GIVEN DATA ▸
______

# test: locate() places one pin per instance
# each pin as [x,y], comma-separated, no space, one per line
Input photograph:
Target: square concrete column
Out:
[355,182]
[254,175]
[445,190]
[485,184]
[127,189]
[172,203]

______

THE EXERCISE ▸
Reproduce every line of the records above, requests included, and scale each pin coordinate in the answers by 2, rounding to whole numbers with halves going up. Leave the request lines and their format samples unchanged.

TASK OUTPUT ▸
# test: locate() places one pin per instance
# each pin as [x,y], comma-separated, no space, one per line
Input photograph:
Target: square concrete column
Out:
[710,364]
[508,350]
[890,380]
[970,368]
[254,378]
[344,406]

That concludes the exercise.